[WHAT YOU ARE ASKED TO DO] Would you return all of this data exactly, leaving nothing out?

[SOURCE DATA]
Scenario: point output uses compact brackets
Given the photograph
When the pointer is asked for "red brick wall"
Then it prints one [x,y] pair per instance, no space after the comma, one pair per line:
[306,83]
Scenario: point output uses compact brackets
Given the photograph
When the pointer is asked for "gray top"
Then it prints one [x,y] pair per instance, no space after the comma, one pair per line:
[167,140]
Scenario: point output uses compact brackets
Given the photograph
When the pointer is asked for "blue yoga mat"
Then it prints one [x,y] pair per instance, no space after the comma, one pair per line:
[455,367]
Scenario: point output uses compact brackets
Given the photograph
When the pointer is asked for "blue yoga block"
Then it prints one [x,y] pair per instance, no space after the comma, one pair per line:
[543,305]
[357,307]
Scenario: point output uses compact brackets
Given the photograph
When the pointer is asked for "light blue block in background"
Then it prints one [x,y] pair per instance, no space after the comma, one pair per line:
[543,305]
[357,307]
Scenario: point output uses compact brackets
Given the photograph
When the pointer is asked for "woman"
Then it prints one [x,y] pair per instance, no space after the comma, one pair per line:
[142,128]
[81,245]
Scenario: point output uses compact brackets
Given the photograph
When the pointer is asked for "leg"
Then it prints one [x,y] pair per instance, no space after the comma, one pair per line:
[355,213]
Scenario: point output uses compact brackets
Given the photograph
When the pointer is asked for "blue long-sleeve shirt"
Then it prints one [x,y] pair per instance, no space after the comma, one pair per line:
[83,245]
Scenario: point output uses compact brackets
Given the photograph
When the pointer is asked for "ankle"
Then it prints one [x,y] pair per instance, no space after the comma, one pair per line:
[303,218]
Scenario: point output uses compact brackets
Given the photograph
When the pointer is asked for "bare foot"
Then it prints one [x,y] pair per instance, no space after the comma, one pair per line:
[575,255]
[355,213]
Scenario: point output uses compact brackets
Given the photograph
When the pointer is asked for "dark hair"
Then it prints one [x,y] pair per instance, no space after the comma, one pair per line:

[RESPONSE FOR THIS EXERCISE]
Scenario: point output uses compact brackets
Given the photograph
When the pointer is asked for "red brick wall"
Then it prints one [x,y] pair per instance, no space after the comma, one pair per line:
[306,83]
Scenario: point output uses compact brackets
Given the photograph
When the pointer is asked for "gray top"
Then it prints one [x,y] pair per instance, no space after the comma, one pair per line:
[167,140]
Scenario: point output uses compact brackets
Given the photograph
When the pointer is asked for "blue yoga mat"
Then it prints one [x,y] pair per instance, no space after the comma, one pair per line:
[455,367]
Scenario: point output uses compact brackets
Given the photograph
When the pointer is asked for "blue yoga block"
Then it prints one [x,y] pair per instance, no space after the comma, one pair per line:
[543,305]
[357,307]
Scenario: point output uses compact brackets
Given the photograph
When the pointer is asked for "light blue block in background"
Then it prints one [x,y] pair per instance, no space after the comma, one pair per line:
[543,305]
[357,307]
Scenario: point output uses compact brackets
Given the photograph
When the pointer is asked for "woman"
Then it prints one [x,y] pair per instance, no space after the comma, one pair per line:
[142,128]
[81,245]
Scenario: point output uses compact brackets
Given the photograph
When the pointer is asked for "leg"
Then it prints one [x,y] pair per instance, no space after the comma, one pair per line:
[355,213]
Scenario: point output uses compact brackets
Given the photograph
When the pointer is asked for "blue long-sleeve shirt"
Then it prints one [x,y] pair per instance, no space after the comma, one pair per line:
[83,245]
Scenario: point output uses compact brackets
Given the photograph
When the pointer is asked for "ankle"
Then it prints one [x,y] pair per instance, no space after the comma, one pair per line:
[303,218]
Scenario: point output uses compact brackets
Given the photograph
When the pointer is asked for "bare foot"
Then it prints one [x,y] pair per instance, no space after the comma, one pair per line:
[575,255]
[355,213]
Scenario: point output uses compact brackets
Given the photograph
When the pointer is asked for "dark hair"
Then it prints one [x,y] pair per instance, no space after the comma, one pair per line:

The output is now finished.